Your assignment = Please, starting at the line that contains "[(41, 35), (218, 238)]", reproduce every line exactly until the records run out, skipping all pictures.

Excerpted records =
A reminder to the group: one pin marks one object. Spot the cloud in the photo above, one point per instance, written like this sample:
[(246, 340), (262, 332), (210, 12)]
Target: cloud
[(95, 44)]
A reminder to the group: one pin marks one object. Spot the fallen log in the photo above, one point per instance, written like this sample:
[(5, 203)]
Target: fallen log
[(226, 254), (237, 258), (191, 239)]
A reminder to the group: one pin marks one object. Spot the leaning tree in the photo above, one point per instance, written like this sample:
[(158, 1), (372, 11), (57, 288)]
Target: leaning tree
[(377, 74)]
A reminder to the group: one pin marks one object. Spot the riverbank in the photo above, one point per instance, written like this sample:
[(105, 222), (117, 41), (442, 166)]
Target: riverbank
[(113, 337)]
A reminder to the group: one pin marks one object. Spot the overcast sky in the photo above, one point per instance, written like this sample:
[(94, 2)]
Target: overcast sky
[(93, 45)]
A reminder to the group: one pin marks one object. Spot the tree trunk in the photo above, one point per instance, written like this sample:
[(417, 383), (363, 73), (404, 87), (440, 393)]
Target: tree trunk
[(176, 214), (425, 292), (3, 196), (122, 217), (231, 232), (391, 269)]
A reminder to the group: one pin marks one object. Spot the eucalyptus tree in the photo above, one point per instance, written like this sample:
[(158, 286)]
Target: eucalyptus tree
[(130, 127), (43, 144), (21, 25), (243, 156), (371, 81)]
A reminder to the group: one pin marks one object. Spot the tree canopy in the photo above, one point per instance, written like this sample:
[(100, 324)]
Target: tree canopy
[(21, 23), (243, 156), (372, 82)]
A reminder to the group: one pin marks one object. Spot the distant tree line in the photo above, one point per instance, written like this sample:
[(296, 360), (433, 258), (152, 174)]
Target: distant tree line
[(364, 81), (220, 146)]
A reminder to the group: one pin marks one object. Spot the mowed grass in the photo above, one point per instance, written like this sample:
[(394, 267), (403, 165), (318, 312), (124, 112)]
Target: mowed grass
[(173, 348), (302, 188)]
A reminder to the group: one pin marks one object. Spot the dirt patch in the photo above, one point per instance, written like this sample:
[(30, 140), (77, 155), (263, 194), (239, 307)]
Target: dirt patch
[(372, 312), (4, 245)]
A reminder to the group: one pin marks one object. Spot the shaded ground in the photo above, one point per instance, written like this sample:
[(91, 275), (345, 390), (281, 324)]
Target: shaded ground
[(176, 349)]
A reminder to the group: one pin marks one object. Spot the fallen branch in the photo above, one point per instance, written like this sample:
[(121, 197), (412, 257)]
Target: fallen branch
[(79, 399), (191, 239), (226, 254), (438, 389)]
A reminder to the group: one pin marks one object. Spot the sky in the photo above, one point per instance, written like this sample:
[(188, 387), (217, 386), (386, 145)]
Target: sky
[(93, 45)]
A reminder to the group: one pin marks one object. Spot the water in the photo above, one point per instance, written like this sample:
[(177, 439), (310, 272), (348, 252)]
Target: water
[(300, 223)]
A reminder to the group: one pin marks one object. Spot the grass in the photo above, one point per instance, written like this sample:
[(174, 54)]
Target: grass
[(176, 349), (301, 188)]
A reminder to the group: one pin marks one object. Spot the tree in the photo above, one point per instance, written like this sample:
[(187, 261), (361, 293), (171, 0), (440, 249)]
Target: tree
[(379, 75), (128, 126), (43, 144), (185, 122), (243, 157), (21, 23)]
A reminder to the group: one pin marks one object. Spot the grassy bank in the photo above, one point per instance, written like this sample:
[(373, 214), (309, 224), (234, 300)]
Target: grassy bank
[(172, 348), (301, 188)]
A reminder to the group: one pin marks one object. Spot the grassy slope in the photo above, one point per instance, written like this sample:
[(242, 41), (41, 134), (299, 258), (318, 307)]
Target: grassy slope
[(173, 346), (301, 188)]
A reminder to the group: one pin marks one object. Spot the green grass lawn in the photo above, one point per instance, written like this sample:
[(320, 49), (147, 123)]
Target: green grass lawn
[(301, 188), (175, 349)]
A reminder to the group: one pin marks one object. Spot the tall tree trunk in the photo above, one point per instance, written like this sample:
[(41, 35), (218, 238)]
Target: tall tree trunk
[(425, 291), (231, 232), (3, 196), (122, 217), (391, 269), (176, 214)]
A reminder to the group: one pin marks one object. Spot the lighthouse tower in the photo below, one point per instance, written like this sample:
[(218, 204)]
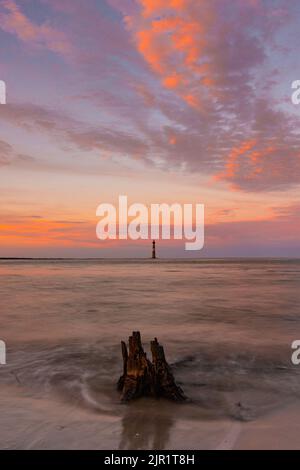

Task output =
[(41, 35), (218, 238)]
Target: tall tree trunk
[(425, 291), (231, 232), (3, 196), (122, 217), (391, 269), (176, 214)]
A reminder to the group: one pin marks one object. Spot the lighthouse tower in the photo below, one point per instance, written like this sample:
[(218, 204)]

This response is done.